* START Source excerpt *
General information
- Location: Consett, County Durham England
- Coordinates: 54°50′07″N 1°51′01″W﻿ / ﻿54.8354°N 1.8504°W
- Grid reference: NZ097489

Other information
- Status: Disused

History
- Original company: Stockton and Darlington Railway
- Pre-grouping: North Eastern Railway
- Post-grouping: London and North Eastern Railway

Key dates
- 1 September 1845: Opened
- 31 October 1845: Closed
- 1 April 1846: Reopened
- 1846: Closed again
- January 1857: Reopened again
- 1 July 1858: Closed permanently

Location

= Hownes Gill railway station =

Short-lived railway station in Consett, County Durham

Hownes Gill railway station served the town of Consett, County Durham, England, from 1845 to 1858 on the Stanhope and Tyne Railway.
* END Source excerpt *
### Exercise tasks
#1 Quote the Hownes Gill station excerpt word for word, everything from "Short-lived railway station" down to "and Tyne Railway.".
#2 In the Hownes Gill station excerpt, on what date did the station close permanently?
The listing is separate material and has no connection to the Hownes Gill station excerpt.
* START Dataset content *
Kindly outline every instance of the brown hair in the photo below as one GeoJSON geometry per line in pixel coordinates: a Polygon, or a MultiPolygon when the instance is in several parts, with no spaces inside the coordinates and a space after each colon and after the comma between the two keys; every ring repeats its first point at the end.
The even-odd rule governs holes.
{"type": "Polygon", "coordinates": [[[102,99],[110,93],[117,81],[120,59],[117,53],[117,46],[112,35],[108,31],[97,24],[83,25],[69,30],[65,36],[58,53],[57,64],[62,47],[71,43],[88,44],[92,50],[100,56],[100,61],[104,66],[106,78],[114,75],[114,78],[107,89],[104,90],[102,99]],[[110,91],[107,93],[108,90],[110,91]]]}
* END Dataset content *
### Exercise responses
#1
Short-lived railway station in Consett, County Durham

Hownes Gill railway station served the town of Consett, County Durham, England, from 1845 to 1858 on the Stanhope and Tyne Railway.

#2 1 July 1858